木之免町(きのめちょう)は、愛知県名古屋市熱田区の地名。丁番を持たない単独町名である。住居表示未実施[5]。
地理
名古屋市熱田区南部に位置する。東は須賀町、西は千年一丁目、南は大瀬子町、北は田中町に接する。
歴史
町名の由来
熱田社祝詞師田島丹波の控え地となり、同社神事に薪を調進する義務を負うこととなったことから、「木之免」と称されることとなったとされる。また材木や薪を熱田神宮に御用達する「木挽き」が転じて「木之免」となったとする説もある。古くは「木ノ免」「木ノ目」とも書かれた。
中世
往古の木之免町の付近は海であり、熱田浜の一部となっていた。成立時代は不明であるが、古くから木之免町から大瀬子町にかけては海辺に小屋かけした数軒の魚問屋が開かれていた。少なくとも織田信長が清州に住んでいた1555年(弘治元年)から1563年(永禄六年)の時点で問屋が数軒あり、清州へ魚を毎日運んでいたのだという。

- 課題 -
本文に書かれている、木之免町が「木之免」と呼ばれるようになった理由を、二つの説とも1〜3文で説明してください。 これらの記録は、この課題とは関係ありません。

- 記録データ -
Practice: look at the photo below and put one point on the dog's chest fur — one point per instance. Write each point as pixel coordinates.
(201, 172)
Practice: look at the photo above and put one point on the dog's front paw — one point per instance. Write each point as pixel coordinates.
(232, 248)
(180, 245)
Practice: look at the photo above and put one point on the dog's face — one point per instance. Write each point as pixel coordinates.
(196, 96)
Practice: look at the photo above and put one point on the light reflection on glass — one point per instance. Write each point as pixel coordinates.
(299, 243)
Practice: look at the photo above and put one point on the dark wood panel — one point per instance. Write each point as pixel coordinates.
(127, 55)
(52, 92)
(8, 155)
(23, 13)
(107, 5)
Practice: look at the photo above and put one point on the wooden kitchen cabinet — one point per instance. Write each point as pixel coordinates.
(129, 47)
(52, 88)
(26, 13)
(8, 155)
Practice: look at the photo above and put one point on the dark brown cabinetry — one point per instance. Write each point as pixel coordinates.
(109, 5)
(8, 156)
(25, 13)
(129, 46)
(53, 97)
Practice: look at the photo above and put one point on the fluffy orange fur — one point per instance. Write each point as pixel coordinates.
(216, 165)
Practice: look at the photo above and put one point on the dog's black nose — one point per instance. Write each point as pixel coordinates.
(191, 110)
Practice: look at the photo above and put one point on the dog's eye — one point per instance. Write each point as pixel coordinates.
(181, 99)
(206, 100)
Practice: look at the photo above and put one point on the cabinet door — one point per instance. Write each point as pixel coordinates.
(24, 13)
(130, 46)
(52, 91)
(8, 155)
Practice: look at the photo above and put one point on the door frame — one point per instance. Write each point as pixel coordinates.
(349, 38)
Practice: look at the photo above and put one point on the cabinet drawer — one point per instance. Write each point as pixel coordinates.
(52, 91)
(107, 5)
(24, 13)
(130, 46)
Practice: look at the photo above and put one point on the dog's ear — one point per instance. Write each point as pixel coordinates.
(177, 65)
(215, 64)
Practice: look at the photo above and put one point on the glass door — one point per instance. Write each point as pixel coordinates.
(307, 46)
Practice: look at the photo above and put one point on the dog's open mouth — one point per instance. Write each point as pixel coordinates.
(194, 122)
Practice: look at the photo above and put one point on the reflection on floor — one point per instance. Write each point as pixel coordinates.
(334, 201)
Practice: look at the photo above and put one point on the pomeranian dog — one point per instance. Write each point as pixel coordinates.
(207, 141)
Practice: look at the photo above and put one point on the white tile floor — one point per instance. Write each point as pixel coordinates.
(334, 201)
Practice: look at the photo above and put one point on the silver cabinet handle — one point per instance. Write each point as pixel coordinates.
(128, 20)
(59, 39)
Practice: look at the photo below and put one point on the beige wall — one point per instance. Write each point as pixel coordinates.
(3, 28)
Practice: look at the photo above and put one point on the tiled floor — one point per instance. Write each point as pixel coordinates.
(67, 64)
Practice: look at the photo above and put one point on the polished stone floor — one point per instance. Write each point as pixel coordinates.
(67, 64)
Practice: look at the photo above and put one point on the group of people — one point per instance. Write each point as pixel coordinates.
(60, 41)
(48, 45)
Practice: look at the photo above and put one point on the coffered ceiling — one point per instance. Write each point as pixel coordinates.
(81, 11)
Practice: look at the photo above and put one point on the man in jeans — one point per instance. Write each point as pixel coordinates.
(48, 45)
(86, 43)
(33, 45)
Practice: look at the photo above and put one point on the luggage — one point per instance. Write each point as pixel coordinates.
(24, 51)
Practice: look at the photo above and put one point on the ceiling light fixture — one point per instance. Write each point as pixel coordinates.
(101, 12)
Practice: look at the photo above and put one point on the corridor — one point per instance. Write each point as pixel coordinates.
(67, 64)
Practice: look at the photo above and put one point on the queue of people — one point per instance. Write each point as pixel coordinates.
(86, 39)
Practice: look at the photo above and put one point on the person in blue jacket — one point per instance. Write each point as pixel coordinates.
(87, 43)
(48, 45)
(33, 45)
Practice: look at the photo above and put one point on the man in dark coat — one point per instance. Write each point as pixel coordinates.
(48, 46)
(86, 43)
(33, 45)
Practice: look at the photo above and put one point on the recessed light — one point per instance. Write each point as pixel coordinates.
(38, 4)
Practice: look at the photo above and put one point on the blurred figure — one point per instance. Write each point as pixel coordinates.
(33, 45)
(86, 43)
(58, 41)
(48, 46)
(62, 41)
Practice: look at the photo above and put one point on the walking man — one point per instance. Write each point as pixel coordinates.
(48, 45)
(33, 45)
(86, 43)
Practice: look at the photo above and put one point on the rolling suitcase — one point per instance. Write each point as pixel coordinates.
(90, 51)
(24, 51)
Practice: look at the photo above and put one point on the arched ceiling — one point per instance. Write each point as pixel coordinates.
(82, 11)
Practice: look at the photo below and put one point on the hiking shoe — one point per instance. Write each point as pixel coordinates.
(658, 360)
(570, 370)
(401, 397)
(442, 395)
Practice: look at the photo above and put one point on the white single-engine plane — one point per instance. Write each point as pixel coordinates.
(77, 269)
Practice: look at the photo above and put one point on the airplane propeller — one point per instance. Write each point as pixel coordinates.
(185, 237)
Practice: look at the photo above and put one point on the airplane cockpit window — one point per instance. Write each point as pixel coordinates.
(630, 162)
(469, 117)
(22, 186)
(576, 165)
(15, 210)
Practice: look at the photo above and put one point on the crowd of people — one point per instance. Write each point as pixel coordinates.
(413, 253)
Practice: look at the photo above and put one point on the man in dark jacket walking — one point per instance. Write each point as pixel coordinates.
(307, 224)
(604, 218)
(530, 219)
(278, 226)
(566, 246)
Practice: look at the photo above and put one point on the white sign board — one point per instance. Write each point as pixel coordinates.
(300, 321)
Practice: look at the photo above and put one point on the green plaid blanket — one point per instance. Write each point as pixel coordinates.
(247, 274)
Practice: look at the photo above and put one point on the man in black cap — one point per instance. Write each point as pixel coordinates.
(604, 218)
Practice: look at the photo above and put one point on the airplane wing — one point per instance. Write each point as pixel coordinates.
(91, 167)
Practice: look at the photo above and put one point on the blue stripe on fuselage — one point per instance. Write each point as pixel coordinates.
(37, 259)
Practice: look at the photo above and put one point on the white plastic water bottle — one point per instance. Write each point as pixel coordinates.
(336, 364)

- 解答 -
熱田社の祝詞師である田島丹波の控え地となり、神事に使う薪を納める義務を負ったことから「木之免」と呼ばれるようになったとされています。また、熱田神宮に材木や薪を納める「木挽き」が変化して「木之免」になったという説もあります。